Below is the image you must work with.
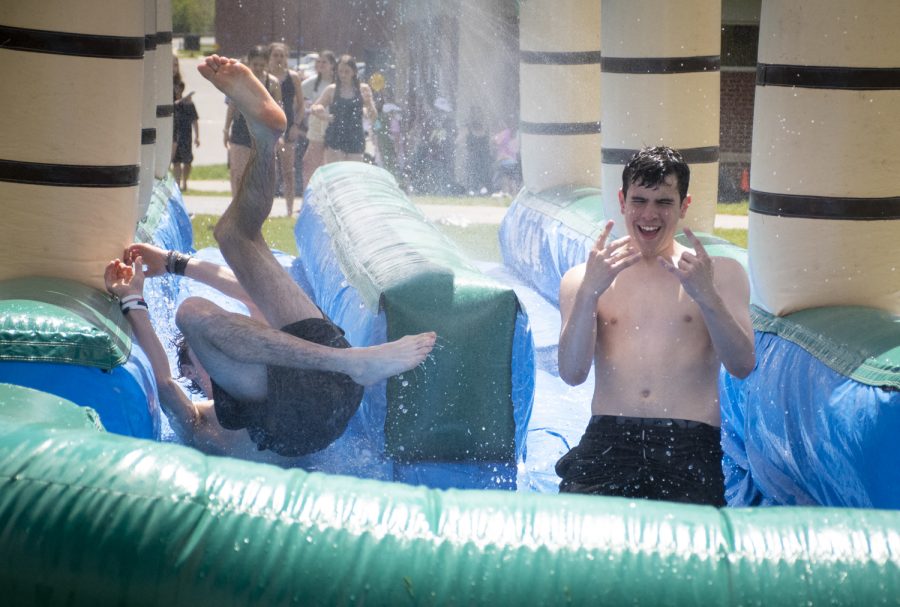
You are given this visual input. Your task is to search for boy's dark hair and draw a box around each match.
[622,146,691,203]
[172,333,208,396]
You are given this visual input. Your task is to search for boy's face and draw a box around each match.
[619,174,691,257]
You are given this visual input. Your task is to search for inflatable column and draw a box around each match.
[154,0,175,179]
[0,0,144,289]
[749,0,900,315]
[601,0,722,235]
[519,0,600,192]
[138,0,156,219]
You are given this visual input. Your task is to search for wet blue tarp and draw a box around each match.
[719,331,900,508]
[292,163,534,489]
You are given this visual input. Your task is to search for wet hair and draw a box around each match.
[172,333,209,397]
[315,50,337,92]
[266,42,291,57]
[622,146,691,202]
[334,55,362,95]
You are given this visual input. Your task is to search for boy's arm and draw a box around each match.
[660,228,756,378]
[126,243,264,319]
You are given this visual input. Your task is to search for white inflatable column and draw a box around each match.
[602,0,722,235]
[138,0,156,219]
[0,0,144,289]
[519,0,600,192]
[154,0,175,179]
[749,0,900,315]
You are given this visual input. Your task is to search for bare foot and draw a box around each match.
[347,332,437,386]
[197,55,287,143]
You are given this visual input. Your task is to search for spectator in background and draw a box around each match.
[303,50,337,190]
[311,55,378,164]
[465,106,491,196]
[172,80,200,192]
[225,46,281,196]
[268,42,306,217]
[493,121,522,196]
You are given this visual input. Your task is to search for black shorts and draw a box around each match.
[213,318,363,457]
[556,415,725,506]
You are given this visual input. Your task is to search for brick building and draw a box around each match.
[216,0,761,200]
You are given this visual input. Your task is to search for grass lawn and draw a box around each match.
[191,215,747,263]
[192,164,749,263]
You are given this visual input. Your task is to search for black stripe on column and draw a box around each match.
[519,121,600,135]
[0,160,141,188]
[756,63,900,91]
[600,146,719,165]
[750,190,900,221]
[519,51,601,65]
[141,129,156,145]
[0,25,144,59]
[600,55,721,74]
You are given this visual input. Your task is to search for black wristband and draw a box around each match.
[166,251,191,276]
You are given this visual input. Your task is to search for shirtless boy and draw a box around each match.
[556,147,755,506]
[106,55,435,463]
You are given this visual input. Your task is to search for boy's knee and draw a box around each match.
[213,213,235,248]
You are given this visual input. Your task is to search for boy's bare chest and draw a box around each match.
[597,274,709,345]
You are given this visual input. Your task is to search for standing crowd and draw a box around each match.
[172,42,521,211]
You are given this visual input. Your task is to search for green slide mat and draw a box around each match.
[306,162,519,462]
[0,278,131,370]
[750,306,900,390]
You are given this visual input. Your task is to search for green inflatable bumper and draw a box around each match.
[0,385,900,606]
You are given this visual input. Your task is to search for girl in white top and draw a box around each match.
[269,42,306,217]
[302,51,337,191]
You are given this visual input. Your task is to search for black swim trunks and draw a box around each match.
[213,318,363,457]
[556,415,725,506]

• [TASK INSTRUCTIONS]
Reproduce all the entries above word for word, but leave the picture out of your answer.

• [RESULT FOR THIS EXERCISE]
Below is the image you must work with.
You are given this visual input. Your task is to search for boy's dark hair and draw a box around each match.
[622,146,691,203]
[172,333,208,396]
You are given this visual input. Your task is to search for boy's face and draw a box around each match.
[619,174,691,257]
You are given this visual input. Your task is to search for inflatable column and draw a box around each match.
[154,0,175,179]
[0,0,144,289]
[749,0,900,315]
[601,0,722,235]
[519,0,600,192]
[138,0,156,219]
You are given this visual input. Your task is to search for wet blue tarp and draw a box around each match.
[719,331,900,508]
[292,163,534,489]
You are given this visual input. Your task is to search for wet hair and draw a box around each match.
[172,333,209,397]
[315,50,337,92]
[266,42,291,57]
[622,146,691,202]
[334,55,362,95]
You are given this visual input. Your task is to search for boy's arm and draw a box around each match.
[660,228,756,378]
[126,243,264,319]
You are given this visual input. Your task is to search for white inflatable column and draw a box around each match.
[602,0,722,235]
[138,0,156,219]
[0,0,144,289]
[519,0,600,192]
[154,0,175,179]
[749,0,900,315]
You are given this visual input. Your task is to search for bare foot and draw a box around each match.
[347,332,437,386]
[197,55,287,143]
You are given this visual input. Your task is to search for spectator in background and draw a box around each match.
[303,50,337,190]
[311,55,378,164]
[465,106,491,196]
[172,80,200,192]
[225,46,281,196]
[268,42,306,217]
[493,121,522,196]
You are given this visual input. Your task is to search for black shorts and draw a box around each match.
[213,318,363,457]
[556,415,725,506]
You are given this visual input. Your task is to search for brick building and draw a box around each match.
[216,0,761,200]
You are given this visual input. Your task is to search for grass lawn and draw a box around each match.
[191,215,747,263]
[192,164,749,263]
You are given this visual input. Your task is to search for black stripe on column and draw a box around each match.
[519,121,600,135]
[0,160,141,188]
[756,63,900,91]
[600,146,719,165]
[750,190,900,221]
[519,51,601,65]
[141,129,156,145]
[0,25,144,59]
[600,55,721,74]
You are given this visual input. Your task is to search for black wristband and draw a box around each match.
[166,251,191,276]
You are given this visual input. Your task is to search for shirtless boy and draw a box around each match.
[556,147,755,506]
[106,55,435,463]
You are given this visual input. Your task is to search for boy's knee and draw a box around each match.
[213,213,235,248]
You are given this visual input. Your task is to search for boy's bare chest and draw a box around each match.
[597,274,709,345]
You are given this visual input. Your task is to search for standing crowd and draw a box around each match.
[172,42,521,211]
You are given this visual input. Your task is to search for green slide mat and draw a box around each match.
[306,162,519,462]
[0,278,131,370]
[750,306,900,390]
You are given this visual input. Your task is to search for green inflatable bumper and draw a box around each match.
[0,385,900,606]
You are given this visual input. Your task is to search for girl in white top and draw a box around each match.
[269,42,306,217]
[302,51,337,191]
You are given this visual input. Your task is to search for black swim trunks and draw a box around each match.
[213,318,363,457]
[556,415,725,506]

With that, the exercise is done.